> [Aufgabe 1] Welche vier Städte werden im Quelltext als Ziele der Reisen mit den Vertretern genannt?

Später, als ich dann wieder zurück war in Hamburg, erschien es mir wie ein fast nahtloser Übergang. Aber das stimmte nicht. Neue Freundschaften, neuer Ehrgeiz – ich hatte mich gehäutet, und das war, nachträglich betrachtet, nicht nur notwendig, sondern auch weniger herzzerreißend gewesen, als ich es mir vorgestellt hatte.

Fotos (3): Privatarchiv H. R.

Der Marketing-Chef von Polydor UK ließ mich nicht lange im Londoner Firmensitz nahe der Oxford-Street zappeln, sondern hetzte mich Woche für Woche mit den Vertretern durchs Land. Das war für Birmingham, Manchester, Liverpool und Carlisle in Ordnung: Montag, frühmorgens, fuhr ich mit dem Zug los, Freitag, spätabends, kam ich mit dem Zug zurück. Zwischendurch hatte ich die kulinarische Gastfreundschaft der Vertreter-Gattinnen und die chinesische Küche der englischen Provinz genossen. Außerdem hatten mich die Schallplatten-Verkäuferinnen bestaunt, weil ich James Last schon persönlich gesehen hatte. Bach wäre weniger eindrucksvoll gewesen.

Später, wenn ich in Hamburg als Product Manager für Neuveröffentlichungen in den Sitzungen der Produzenten saß, war es mir eine Freude, den verblasenen und weltfremden Gestaltern phonographischer Kunstwerke mitzuteilen, was von ihrem Enthusiasmus für ein Bartok-Streichquartett in einem Laden in Huddersfield noch ankommt. Ich sprach nicht nur das routinierteste Englisch, ich hatte sogar schon Geschäfte betreten, in dem unsere Erzeugnisse so richtig verkauft wurden, oder auch nicht. Das machte mich unheimlich und gefährlich. Die Produzenten lehnten mich als ‚kommerziell‘ ab, die Chefs mochten mich, aus demselben Grund. So begann meine Karriere, die ich mir quer durch Großbritannien erlaufen hatte.

> [Aufgabe 2] Gib aus der Auflistung den Abschnitt vom Anfang bis einschließlich der Zeile mit „(1093, 494)“ unverändert wieder. Lass die Bilder dabei weg.

> [Übungsmaterial]
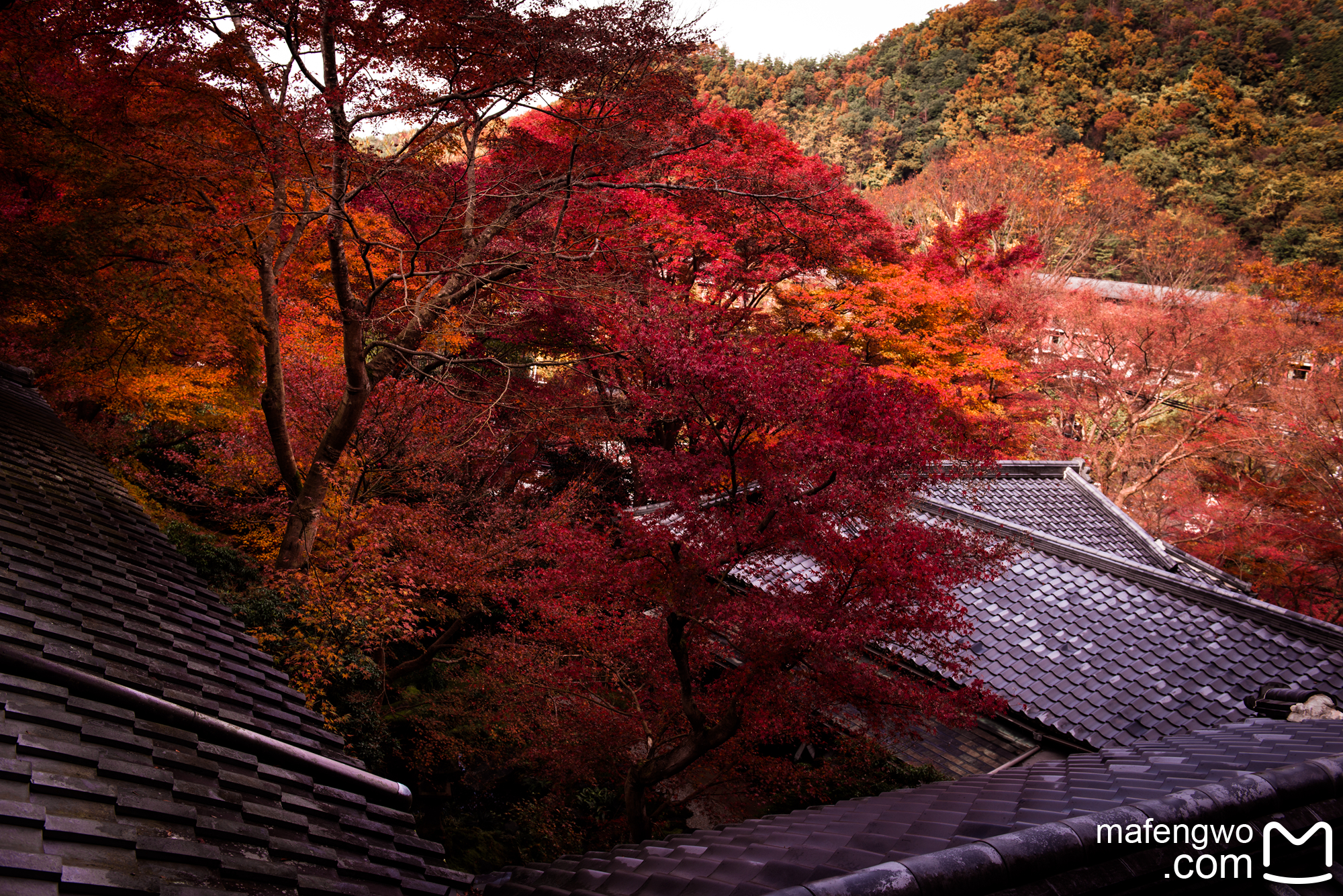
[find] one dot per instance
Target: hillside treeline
(1228, 107)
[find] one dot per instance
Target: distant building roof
(1097, 634)
(147, 745)
(1125, 291)
(1107, 635)
(1031, 828)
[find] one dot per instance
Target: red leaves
(776, 557)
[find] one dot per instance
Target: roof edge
(1024, 468)
(1097, 498)
(1221, 599)
(24, 376)
(1017, 858)
(381, 791)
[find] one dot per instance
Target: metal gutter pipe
(322, 769)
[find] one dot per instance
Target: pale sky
(794, 28)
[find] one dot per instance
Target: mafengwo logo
(1301, 855)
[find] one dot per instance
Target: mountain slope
(1236, 109)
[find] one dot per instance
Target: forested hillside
(1230, 107)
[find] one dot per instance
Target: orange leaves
(909, 325)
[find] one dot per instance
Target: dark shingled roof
(1109, 636)
(821, 847)
(147, 745)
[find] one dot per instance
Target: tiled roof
(147, 746)
(89, 580)
(1051, 505)
(765, 855)
(1110, 662)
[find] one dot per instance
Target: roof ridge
(1235, 603)
(992, 864)
(24, 376)
(383, 791)
(1093, 494)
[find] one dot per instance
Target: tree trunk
(273, 399)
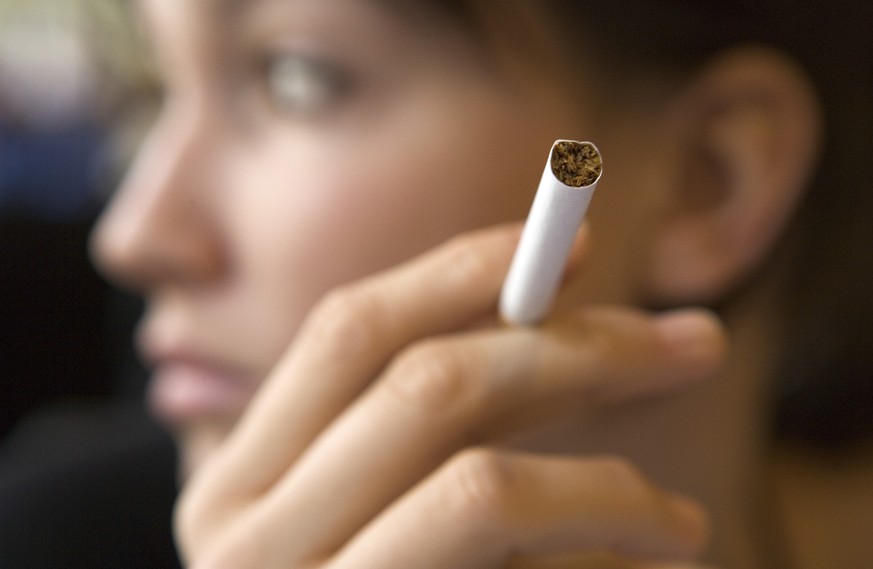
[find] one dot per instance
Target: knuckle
(468, 265)
(430, 375)
(477, 485)
(622, 475)
(348, 317)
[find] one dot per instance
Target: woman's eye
(305, 85)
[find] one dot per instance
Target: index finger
(346, 341)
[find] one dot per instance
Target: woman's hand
(374, 444)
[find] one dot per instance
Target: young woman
(321, 219)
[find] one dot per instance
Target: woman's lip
(182, 392)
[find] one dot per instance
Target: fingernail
(695, 334)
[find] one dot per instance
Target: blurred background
(68, 71)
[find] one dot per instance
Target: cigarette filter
(570, 176)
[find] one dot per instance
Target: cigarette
(570, 176)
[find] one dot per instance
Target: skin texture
(318, 242)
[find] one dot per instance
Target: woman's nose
(161, 226)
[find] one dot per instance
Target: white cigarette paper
(571, 174)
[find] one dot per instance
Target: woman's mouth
(182, 392)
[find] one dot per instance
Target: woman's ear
(746, 134)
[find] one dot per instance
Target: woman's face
(303, 144)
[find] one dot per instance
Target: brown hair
(824, 392)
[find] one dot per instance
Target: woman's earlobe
(746, 137)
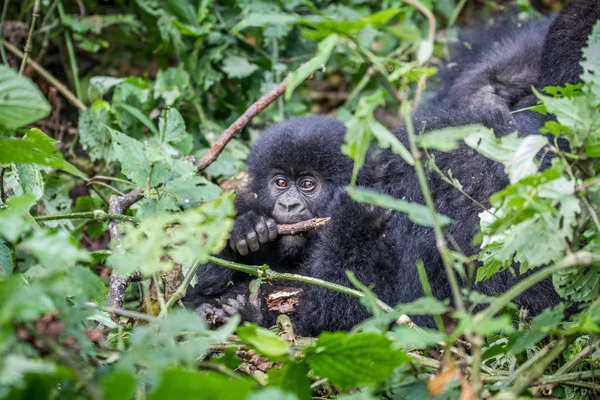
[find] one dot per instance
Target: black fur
(306, 144)
(385, 256)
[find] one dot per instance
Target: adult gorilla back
(385, 255)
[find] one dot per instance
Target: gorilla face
(297, 197)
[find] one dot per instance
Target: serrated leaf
(353, 359)
(386, 139)
(35, 148)
(21, 102)
(324, 50)
(238, 67)
(188, 384)
(263, 340)
(417, 213)
(517, 154)
(131, 154)
(161, 241)
(14, 219)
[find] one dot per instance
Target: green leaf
(591, 63)
(324, 50)
(161, 241)
(118, 385)
(354, 359)
(21, 102)
(139, 115)
(263, 340)
(408, 338)
(171, 126)
(93, 136)
(447, 139)
(417, 213)
(386, 139)
(517, 154)
(14, 219)
(238, 67)
(131, 154)
(35, 148)
(293, 378)
(186, 384)
(6, 264)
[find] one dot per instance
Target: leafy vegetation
(110, 102)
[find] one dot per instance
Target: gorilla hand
(251, 231)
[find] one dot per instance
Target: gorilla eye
(281, 183)
(307, 184)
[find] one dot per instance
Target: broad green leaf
(356, 144)
(131, 154)
(93, 136)
(103, 84)
(238, 67)
(139, 115)
(35, 148)
(408, 338)
(161, 241)
(118, 385)
(30, 179)
(386, 139)
(189, 384)
(417, 213)
(447, 139)
(263, 340)
(324, 50)
(517, 154)
(14, 219)
(261, 20)
(292, 378)
(171, 126)
(21, 102)
(354, 359)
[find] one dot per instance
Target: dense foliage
(155, 81)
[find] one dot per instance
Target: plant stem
(27, 48)
(96, 215)
(265, 272)
(578, 259)
(48, 76)
(71, 51)
(182, 289)
(439, 234)
(2, 19)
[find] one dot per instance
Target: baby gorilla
(296, 168)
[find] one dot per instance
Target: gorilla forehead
(300, 145)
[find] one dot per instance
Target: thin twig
(71, 51)
(2, 19)
(237, 126)
(48, 76)
(27, 48)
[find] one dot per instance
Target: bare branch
(302, 226)
(237, 127)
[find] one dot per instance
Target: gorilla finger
(230, 310)
(252, 239)
(262, 231)
(242, 247)
(272, 227)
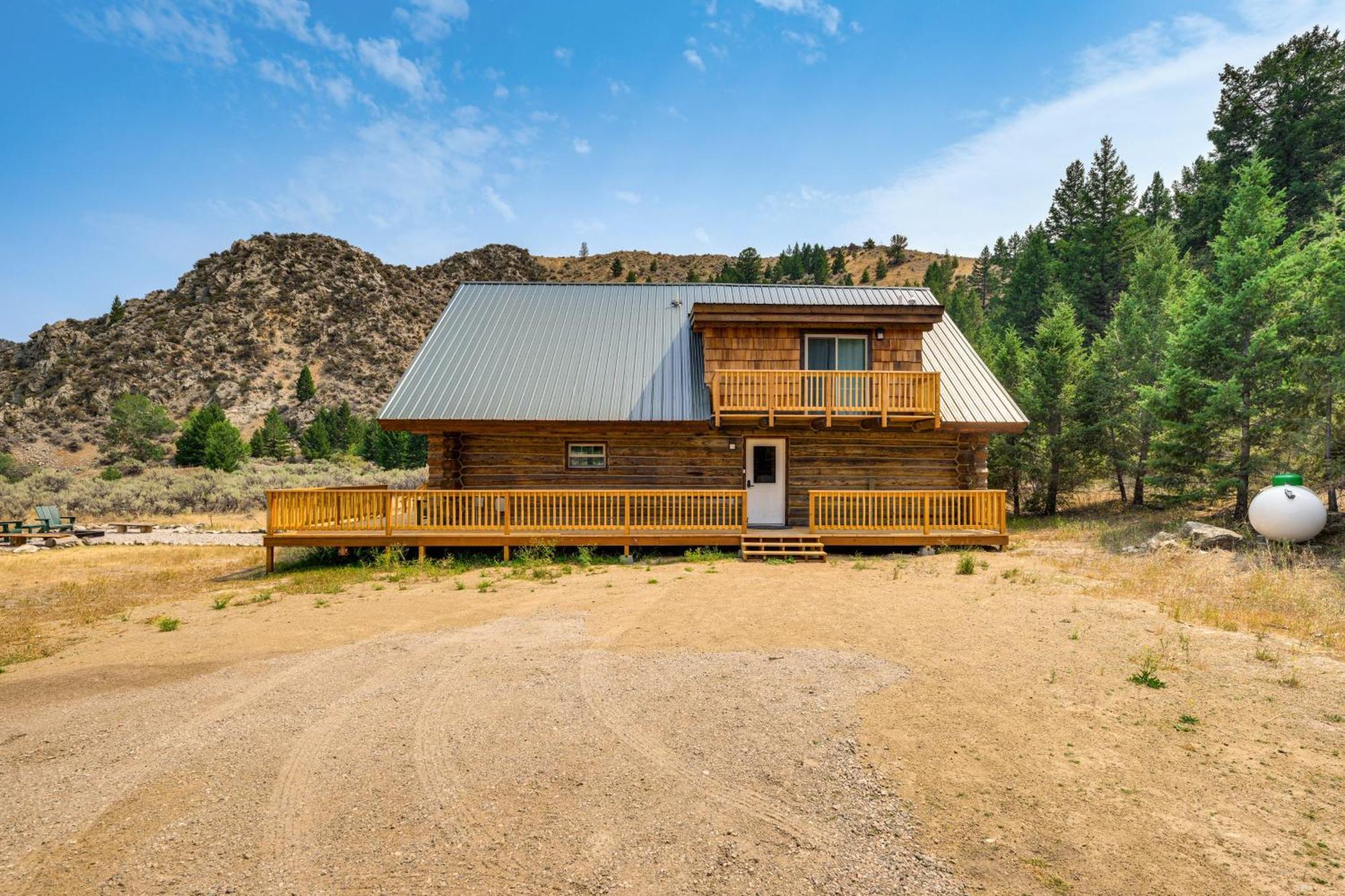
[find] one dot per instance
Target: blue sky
(142, 135)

> [Antwort 1] Birmingham, Manchester, Liverpool und Carlisle.

> [Antwort 2]
[find] one dot per instance
Target: hillside treeline
(1228, 107)
[find] one dot per instance
Target: distant building roof
(1097, 634)
(147, 745)
(1125, 291)
(1107, 635)
(1031, 828)
[find] one dot per instance
Target: red leaves
(776, 557)
[find] one dot per instance
Target: roof edge
(1024, 468)
(1097, 498)
(1221, 599)
(24, 376)
(1017, 858)
(381, 791)
[find] one dot per instance
Target: metal gutter pipe
(322, 769)
[find] one dot per instance
Target: pale sky
(794, 28)
[find] one dot per instance
Target: mafengwo logo
(1301, 855)
[find] one dot per instance
Target: mountain slope
(1236, 109)
[find] one dot per instance
Target: forested hillside
(1230, 107)
[find] one dot per instance
Target: orange leaves
(909, 325)
[find] one dot per instance
Target: dark shingled roof
(1109, 636)
(821, 847)
(147, 745)
[find] one dot per instance
Target: tiled roof
(147, 746)
(89, 580)
(1051, 505)
(765, 855)
(1110, 662)
[find] one dot per instance
Target: roof ridge
(1235, 603)
(992, 864)
(24, 376)
(383, 791)
(1093, 494)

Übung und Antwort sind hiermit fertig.